SELECTED EXTRACT start

Example being a 1984 911 Carrera S, bought second hand in 1990. Loved it, great car to teach my then girlfriend, now wife of 25 years, to drive in. Superchipped the engine and had a habit of tanking it most places, as you do in your early 20's. Knackered the synchromesh in the gearbox, buggered the engine, oil pressure was non existent so sold it and bought something I thought would be more reliable, a Lotus Esprit.

The Lotus wasn't more reliable of course. It was an impulse buy because it looked good and had nothing to do with reliability. Exhaust cracked on a Sunday whilst trying out the long straight at Le Mans, requiring some negotiation with a garage owner about the price of a few spot welds to hold it together. And later I managed to collapse the front suspension on a speedbump in the Pyrenees. This also cracked the radiator and required a lot of Bars leak seal and then keeping the speed up as the radiator wasn't that effective when bunged up. Also had to reverse on the cross Chanel hovercraft as the chin spoiler was so close to the ground it wouldn't get on the ramp frontwards. As a sideline, don't ever put a Lotus Esprit on a hovercraft. They vibrate too much and bits fall off the car.

SELECTED EXTRACT end
SUPPLIED MATERIAL start

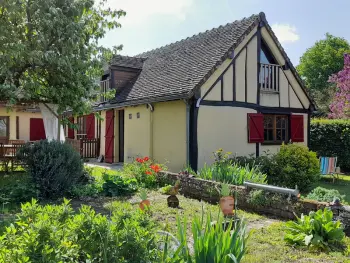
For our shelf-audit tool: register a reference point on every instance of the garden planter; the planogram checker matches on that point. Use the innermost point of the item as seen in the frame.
(173, 201)
(144, 204)
(227, 205)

SUPPLIED MATERIAL end

→ **YOUR TASKS**:
**A.** According to the Porsche and Lotus account, what car did the writer buy after selling the 911 Carrera S?
**B.** Summarize the Porsche and Lotus account in two sentences.
**C.** Carry the Porsche and Lotus account on from the point where it stops.

→ **RESULTS BY TASK**:
**A.** A Lotus Esprit.

**B.** The writer bought a 1984 911 Carrera S second hand in 1990, superchipped it and drove it hard until the gearbox synchromesh and engine were ruined, then sold it for a Lotus Esprit, expecting that car to be more reliable. The Lotus was no more reliable: its exhaust cracked at Le Mans, its front suspension collapsed on a speedbump in the Pyrenees and cracked the radiator, and it had to board a hovercraft in reverse, where it vibrated so much that bits fell off.

**C.**
So I sold that as well and went onto the next of a long list of cars that are now far more valuable than when I had them, the last being a R129 Mercedes SL.

The point is, yes a Ferrari Daytona was incredibly cheap 20 years ago, and an Aston V8 Efi (series 5) would have been the perfect buy 10 years back, but only if I'd put them in a garage. If you want to buy an investment then might I suggest gold, or a forest. Forests are very cheap these days.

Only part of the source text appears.